### Text excerpt
>> begin

The Company changed its accounting policy in the fourth quarter of fiscal 2005
with regard to the casualty insurance obligations. The Company adopted the use
of a third-party actuary to estimate the casualty insurance obligations on an
annual basis. This change in accounting policy was made to determine the
ultimate loss and reserve requirements through actuarial assumptions including
compensation trends, health care cost trends and discount rates. The third-party
actuary also uses historical information for claims frequency and severity in
order to establish loss development factors. The cumulative effect of this
change in accounting policy did not have a material effect on the financial
statements.

Accounts Receivable

The Company records accounts receivable at the time revenue is recognized.
Amounts for bad debt expense are recorded in selling, general and administrative
expenses on the Consolidated Statements of Operations. The amount of the
allowance for doubtful accounts is based on management's estimate of the
accounts receivable amount that is uncollectible. Management records a general
reserve based on analysis of historical data. In addition, management records
specific reserves for receivable balances that are considered high-risk due to
known facts regarding the customer. The allowance for bad debts is reviewed
quarterly, and it is determined whether the amount should be changed. Failure of
a major customer to pay the Company amounts owed could have a material impact on
the financial statements of the Company. At March 3, 2006 and June 3, 2005 the
Company had accounts receivables in the amount of $7.8 million and $7.7 million,
net of an allowance for doubtful accounts of $0.1 million and $0.2 million,
respectively.

>> end

### Challenges
1/ According to the accounting note, how often is the allowance for bad debts reviewed?
2/ Retype everything in the accounting note from "The Company changed" down to "statements.".

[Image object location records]
>> begin

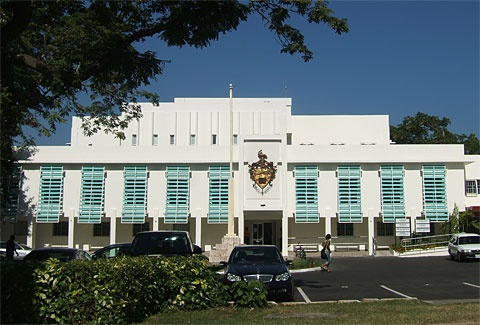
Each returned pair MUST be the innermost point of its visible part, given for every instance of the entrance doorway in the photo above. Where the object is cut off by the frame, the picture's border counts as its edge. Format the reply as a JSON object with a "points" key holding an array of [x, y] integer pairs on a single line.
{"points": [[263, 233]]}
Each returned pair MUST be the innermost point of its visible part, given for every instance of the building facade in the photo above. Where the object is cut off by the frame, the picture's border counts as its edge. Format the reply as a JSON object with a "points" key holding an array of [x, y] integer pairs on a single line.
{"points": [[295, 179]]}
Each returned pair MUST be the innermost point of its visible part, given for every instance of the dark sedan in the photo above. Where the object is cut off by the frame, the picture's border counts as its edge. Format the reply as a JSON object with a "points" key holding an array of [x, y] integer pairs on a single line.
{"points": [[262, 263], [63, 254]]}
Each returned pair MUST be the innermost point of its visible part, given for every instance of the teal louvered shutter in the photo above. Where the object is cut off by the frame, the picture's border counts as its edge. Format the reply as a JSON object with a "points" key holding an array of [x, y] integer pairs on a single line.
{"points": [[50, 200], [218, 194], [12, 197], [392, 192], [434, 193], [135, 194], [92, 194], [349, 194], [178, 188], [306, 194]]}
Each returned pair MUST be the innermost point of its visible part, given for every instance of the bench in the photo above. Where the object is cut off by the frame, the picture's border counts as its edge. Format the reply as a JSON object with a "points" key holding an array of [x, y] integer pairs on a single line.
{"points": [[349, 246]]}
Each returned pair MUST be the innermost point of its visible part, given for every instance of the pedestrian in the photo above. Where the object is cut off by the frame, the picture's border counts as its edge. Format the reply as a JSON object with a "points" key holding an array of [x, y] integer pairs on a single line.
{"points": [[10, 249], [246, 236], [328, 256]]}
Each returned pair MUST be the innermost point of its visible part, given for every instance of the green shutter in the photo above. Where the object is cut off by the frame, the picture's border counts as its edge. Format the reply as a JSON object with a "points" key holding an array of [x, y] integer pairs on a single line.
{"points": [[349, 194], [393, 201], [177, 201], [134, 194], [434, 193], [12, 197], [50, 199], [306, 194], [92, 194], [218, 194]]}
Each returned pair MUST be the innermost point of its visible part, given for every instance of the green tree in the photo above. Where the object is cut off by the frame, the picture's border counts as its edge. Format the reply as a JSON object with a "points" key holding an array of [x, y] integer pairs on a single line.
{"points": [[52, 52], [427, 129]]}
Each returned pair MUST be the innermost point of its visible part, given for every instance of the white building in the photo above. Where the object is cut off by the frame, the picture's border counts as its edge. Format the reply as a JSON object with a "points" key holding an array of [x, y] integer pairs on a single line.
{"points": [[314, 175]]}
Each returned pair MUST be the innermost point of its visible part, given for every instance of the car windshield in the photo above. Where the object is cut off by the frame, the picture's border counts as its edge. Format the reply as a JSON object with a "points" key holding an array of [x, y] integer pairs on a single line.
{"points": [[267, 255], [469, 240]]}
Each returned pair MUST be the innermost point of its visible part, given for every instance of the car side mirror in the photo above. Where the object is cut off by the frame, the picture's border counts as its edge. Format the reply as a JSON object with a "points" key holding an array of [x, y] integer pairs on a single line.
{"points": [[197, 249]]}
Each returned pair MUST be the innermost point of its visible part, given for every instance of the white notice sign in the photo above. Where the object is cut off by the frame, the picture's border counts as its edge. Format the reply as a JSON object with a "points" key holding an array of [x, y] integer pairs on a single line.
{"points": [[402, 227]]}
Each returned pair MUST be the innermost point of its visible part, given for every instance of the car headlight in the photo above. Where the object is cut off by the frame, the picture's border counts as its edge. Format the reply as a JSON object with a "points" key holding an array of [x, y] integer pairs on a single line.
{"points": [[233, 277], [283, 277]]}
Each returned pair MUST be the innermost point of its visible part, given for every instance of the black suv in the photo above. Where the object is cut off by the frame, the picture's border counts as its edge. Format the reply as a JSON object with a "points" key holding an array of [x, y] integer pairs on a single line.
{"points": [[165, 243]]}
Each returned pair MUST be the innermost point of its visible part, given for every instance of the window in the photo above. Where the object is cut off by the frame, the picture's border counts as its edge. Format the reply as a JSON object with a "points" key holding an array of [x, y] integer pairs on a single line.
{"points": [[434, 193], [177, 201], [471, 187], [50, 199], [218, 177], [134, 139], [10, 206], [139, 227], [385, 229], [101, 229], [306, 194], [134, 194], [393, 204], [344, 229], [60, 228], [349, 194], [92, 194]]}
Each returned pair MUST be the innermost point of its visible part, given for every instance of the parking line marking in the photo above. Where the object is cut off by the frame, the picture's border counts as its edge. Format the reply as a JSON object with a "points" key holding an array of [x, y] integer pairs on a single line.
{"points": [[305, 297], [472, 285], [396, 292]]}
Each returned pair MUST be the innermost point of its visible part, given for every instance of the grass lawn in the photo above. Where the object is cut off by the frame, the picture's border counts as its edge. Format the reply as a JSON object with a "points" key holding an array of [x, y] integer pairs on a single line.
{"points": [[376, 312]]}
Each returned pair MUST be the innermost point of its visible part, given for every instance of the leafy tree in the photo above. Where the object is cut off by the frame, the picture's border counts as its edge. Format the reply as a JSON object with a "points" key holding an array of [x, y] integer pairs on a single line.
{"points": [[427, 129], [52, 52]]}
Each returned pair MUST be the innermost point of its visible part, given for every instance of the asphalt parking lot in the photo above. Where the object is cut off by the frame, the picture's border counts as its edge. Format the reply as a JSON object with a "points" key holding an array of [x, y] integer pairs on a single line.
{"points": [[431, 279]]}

>> end

### Written answers
1/ Quarterly.

2/
The Company changed its accounting policy in the fourth quarter of fiscal 2005
with regard to the casualty insurance obligations. The Company adopted the use
of a third-party actuary to estimate the casualty insurance obligations on an
annual basis. This change in accounting policy was made to determine the
ultimate loss and reserve requirements through actuarial assumptions including
compensation trends, health care cost trends and discount rates. The third-party
actuary also uses historical information for claims frequency and severity in
order to establish loss development factors. The cumulative effect of this
change in accounting policy did not have a material effect on the financial
statements.